= Aim of the task =
Copy out each line of the records that contains the word "white". Treat uppercase and lowercase as different.
begin Records to process
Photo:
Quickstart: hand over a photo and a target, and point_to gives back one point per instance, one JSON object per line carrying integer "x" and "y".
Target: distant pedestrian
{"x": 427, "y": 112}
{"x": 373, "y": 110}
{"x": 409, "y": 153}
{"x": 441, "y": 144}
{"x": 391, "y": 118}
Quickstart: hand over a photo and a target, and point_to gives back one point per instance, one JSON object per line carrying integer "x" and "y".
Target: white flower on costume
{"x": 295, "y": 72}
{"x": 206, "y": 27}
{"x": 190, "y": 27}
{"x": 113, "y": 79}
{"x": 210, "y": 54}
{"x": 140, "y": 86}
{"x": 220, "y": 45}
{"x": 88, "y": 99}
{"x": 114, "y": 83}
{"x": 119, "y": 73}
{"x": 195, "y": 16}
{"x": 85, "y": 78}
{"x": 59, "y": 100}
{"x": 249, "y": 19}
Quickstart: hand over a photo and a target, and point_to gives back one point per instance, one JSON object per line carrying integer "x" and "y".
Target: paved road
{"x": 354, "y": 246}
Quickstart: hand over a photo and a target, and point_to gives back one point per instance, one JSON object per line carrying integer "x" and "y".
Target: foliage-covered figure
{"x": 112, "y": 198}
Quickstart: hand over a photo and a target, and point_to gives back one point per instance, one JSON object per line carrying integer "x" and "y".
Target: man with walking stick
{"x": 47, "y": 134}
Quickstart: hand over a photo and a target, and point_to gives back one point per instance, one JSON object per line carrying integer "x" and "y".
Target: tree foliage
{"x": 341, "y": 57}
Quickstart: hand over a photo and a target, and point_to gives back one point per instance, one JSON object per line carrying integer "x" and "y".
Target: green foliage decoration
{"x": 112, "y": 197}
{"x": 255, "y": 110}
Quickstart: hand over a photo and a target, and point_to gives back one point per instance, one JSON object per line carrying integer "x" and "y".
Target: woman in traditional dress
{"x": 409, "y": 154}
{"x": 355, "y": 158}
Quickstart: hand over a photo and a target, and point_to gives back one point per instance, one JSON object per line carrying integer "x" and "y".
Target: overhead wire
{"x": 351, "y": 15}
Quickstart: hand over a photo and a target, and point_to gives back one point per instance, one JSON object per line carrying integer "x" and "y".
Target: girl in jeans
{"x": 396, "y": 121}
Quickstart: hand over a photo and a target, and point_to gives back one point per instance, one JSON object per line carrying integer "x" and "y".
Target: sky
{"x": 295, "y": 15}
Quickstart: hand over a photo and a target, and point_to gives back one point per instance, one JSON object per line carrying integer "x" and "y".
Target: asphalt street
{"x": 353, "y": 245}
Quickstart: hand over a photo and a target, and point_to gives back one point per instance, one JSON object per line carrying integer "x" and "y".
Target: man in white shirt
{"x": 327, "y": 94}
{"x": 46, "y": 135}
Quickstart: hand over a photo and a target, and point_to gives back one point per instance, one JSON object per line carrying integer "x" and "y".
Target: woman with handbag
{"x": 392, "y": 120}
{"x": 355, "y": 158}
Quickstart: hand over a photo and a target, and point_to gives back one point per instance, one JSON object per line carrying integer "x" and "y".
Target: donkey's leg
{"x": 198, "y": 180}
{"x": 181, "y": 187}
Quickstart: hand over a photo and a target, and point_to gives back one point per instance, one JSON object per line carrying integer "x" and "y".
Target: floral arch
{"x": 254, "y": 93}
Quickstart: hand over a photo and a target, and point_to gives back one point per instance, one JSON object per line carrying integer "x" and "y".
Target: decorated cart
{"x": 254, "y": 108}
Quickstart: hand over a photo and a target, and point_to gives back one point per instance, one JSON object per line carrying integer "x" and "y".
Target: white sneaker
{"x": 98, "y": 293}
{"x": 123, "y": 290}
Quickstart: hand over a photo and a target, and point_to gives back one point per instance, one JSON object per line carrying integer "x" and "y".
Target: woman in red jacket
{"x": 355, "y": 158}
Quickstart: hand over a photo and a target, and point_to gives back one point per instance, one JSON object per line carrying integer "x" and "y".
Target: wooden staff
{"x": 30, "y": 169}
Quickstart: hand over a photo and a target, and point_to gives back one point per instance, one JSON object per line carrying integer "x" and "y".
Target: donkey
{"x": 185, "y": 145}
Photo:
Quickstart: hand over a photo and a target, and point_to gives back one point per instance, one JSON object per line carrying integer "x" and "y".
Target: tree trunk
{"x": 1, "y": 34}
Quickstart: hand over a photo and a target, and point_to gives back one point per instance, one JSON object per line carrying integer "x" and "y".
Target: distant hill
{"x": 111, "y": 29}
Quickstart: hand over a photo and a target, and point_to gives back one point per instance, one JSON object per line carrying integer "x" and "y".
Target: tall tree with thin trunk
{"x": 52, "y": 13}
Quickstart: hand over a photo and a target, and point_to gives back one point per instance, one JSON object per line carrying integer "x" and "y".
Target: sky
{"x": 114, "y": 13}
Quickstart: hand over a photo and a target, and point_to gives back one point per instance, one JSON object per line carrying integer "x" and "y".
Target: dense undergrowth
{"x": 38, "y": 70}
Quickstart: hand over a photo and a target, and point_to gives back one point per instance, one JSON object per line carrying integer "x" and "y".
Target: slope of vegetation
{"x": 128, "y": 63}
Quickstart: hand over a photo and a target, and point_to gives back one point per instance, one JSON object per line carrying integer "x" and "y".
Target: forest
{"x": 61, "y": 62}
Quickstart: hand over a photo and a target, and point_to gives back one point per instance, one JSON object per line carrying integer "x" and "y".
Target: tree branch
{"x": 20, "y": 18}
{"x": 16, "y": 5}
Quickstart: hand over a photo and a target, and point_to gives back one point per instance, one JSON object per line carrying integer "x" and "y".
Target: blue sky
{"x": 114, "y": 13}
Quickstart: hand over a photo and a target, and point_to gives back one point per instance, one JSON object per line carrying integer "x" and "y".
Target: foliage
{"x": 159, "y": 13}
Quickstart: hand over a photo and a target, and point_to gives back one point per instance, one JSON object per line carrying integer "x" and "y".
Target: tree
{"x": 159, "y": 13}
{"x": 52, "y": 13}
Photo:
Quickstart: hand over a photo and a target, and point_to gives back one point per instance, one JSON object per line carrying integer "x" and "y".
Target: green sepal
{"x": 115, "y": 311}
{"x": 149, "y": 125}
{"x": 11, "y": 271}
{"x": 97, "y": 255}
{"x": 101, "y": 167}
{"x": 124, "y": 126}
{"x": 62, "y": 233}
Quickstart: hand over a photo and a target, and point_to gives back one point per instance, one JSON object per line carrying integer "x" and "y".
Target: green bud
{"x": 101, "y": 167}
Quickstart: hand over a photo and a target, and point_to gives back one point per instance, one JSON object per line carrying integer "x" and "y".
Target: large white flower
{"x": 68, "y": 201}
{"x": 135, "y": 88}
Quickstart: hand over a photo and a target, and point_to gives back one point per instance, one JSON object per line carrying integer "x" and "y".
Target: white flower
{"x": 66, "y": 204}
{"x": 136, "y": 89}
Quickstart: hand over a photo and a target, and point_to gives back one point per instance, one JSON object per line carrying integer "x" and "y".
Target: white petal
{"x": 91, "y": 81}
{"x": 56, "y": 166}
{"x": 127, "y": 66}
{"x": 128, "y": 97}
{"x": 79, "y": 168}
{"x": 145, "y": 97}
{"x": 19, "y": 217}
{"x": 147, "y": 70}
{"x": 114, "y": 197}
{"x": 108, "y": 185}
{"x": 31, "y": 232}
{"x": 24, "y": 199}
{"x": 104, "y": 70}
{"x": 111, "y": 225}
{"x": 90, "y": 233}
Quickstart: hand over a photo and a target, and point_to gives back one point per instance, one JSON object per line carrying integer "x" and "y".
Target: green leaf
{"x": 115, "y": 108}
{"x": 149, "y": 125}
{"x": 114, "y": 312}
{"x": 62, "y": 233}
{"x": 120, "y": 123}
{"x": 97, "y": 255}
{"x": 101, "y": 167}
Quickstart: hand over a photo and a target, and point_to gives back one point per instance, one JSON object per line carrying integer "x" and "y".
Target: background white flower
end Records to process
= Completed exercise =
Target: white flower on costume
Target: man in white shirt
Target: white sneaker
Target: large white flower
Target: white flower
Target: white petal
Target: background white flower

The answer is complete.